WHAT YOU ARE ASKED TO DO: In the post on climate change shareholder activism, copy the stretch from "Available Company Defenses" through "annual shareholder meetings." and swap every "GHG" for "greenhouse gas".

EXTRACTED TEXT:
Available Company Defenses to Climate Change Shareholder Activism: Trends in Climate Change Litigation, Part 5
As noted in Jenner & Block’s prior blog post, Shareholder Activism: Trends in Climate Change Litigation, Part 4, an emerging issue for public companies in high greenhouse gas (“GHG”) emitting industries is increased pressure from environmentally focused “activist shareholders.” These shareholders often seek to leverage their ownership shares to influence companies into taking action to decrease GHG emissions and/or increase public disclosure of such emissions. These efforts may be undertaken through negotiations with company management or through the introduction of specific shareholder proposals and proxy materials to be presented and voted on at annual shareholder meetings.

LISTED ENTRIES:
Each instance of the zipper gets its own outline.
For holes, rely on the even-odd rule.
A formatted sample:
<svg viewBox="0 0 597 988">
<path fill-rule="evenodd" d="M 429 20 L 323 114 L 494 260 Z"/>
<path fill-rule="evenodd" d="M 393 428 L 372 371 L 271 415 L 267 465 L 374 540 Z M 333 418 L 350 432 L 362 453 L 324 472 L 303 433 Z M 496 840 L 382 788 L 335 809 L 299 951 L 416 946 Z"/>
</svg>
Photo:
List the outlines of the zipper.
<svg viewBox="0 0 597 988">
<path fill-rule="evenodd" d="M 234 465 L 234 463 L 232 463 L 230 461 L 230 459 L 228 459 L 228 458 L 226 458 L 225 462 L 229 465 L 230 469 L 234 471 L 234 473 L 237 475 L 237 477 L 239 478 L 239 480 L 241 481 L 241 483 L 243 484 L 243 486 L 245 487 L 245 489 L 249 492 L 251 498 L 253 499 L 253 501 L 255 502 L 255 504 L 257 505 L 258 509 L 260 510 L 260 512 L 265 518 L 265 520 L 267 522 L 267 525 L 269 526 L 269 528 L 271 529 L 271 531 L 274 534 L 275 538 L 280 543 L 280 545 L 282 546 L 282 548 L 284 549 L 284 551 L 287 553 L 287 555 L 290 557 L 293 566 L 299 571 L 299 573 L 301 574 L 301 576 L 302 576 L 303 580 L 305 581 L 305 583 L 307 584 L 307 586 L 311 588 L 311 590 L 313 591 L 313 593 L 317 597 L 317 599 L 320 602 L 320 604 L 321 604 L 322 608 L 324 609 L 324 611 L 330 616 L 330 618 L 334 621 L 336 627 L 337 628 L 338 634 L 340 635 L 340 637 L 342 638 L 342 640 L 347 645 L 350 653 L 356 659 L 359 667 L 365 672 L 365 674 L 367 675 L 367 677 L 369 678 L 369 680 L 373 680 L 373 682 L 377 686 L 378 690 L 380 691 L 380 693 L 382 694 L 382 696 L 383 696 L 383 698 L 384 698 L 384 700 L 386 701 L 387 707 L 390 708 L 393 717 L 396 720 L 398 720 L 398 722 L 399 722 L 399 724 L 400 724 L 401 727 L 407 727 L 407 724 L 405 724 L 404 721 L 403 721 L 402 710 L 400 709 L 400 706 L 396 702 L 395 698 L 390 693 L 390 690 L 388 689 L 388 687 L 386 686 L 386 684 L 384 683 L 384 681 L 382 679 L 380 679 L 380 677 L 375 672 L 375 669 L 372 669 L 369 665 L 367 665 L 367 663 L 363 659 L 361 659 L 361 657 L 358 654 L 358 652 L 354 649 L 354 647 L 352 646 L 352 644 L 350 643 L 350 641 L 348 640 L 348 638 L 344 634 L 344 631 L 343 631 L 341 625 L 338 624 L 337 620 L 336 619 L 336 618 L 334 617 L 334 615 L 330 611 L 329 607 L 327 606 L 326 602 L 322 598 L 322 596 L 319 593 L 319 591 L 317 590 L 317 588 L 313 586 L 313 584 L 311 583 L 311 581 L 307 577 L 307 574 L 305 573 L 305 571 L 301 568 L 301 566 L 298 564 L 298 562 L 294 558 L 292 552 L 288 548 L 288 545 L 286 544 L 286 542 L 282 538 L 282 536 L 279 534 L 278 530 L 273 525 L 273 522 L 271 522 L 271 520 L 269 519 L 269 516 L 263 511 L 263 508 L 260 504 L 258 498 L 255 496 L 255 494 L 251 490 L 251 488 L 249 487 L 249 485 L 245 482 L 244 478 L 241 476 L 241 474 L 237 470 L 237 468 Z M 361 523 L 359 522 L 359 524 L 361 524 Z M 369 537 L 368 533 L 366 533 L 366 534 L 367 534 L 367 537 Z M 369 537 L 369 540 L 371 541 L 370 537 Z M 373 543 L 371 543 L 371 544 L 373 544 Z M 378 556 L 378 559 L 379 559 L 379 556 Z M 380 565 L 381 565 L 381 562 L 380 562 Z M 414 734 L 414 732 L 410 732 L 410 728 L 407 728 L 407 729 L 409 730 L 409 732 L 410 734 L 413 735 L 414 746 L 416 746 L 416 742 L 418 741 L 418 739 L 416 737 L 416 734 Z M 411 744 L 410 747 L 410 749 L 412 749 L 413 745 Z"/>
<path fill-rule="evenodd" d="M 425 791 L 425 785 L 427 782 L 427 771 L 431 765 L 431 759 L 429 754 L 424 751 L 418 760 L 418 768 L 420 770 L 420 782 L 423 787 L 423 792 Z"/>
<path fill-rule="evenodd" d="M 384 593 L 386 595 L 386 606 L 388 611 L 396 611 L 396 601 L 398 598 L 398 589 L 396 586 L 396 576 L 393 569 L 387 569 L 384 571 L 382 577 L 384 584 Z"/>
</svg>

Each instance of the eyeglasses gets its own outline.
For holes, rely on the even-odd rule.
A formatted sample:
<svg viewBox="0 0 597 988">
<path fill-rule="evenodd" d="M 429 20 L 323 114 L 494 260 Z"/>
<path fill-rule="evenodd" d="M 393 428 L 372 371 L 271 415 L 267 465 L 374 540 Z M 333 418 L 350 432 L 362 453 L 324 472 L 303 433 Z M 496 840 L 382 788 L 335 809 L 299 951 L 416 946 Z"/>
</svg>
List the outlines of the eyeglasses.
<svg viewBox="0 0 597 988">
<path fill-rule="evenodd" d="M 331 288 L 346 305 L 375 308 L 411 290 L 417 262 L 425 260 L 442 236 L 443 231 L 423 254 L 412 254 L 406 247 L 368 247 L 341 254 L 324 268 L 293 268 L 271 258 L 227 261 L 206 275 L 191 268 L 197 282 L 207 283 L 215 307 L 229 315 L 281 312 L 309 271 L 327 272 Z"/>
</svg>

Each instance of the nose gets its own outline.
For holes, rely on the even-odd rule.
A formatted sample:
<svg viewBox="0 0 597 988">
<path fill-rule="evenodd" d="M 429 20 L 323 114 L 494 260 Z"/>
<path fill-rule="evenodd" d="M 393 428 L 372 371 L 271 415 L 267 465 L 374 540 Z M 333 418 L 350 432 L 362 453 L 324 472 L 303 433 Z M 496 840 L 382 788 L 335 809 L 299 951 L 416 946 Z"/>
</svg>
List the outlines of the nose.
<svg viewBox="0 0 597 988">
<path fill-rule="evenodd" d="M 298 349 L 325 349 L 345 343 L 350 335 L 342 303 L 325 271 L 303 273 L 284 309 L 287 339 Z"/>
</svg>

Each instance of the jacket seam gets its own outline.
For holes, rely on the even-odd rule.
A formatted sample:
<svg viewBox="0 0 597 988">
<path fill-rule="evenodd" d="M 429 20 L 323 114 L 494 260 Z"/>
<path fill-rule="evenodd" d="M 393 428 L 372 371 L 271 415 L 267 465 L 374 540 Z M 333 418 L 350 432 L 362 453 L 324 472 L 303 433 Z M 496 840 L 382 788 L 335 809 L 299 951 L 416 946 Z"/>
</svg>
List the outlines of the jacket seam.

...

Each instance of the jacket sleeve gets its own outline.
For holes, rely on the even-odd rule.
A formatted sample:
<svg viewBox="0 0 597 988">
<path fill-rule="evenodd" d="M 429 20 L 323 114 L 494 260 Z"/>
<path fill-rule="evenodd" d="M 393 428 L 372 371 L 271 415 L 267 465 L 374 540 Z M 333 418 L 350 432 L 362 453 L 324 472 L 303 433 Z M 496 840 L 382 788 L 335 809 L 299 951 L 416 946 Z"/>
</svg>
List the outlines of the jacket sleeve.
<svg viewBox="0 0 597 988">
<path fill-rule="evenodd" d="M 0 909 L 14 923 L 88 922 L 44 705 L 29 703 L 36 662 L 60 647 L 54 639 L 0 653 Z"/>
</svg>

RESULT:
Available Company Defenses to Climate Change Shareholder Activism: Trends in Climate Change Litigation, Part 5
As noted in Jenner & Block’s prior blog post, Shareholder Activism: Trends in Climate Change Litigation, Part 4, an emerging issue for public companies in high greenhouse gas (“greenhouse gas”) emitting industries is increased pressure from environmentally focused “activist shareholders.” These shareholders often seek to leverage their ownership shares to influence companies into taking action to decrease greenhouse gas emissions and/or increase public disclosure of such emissions. These efforts may be undertaken through negotiations with company management or through the introduction of specific shareholder proposals and proxy materials to be presented and voted on at annual shareholder meetings.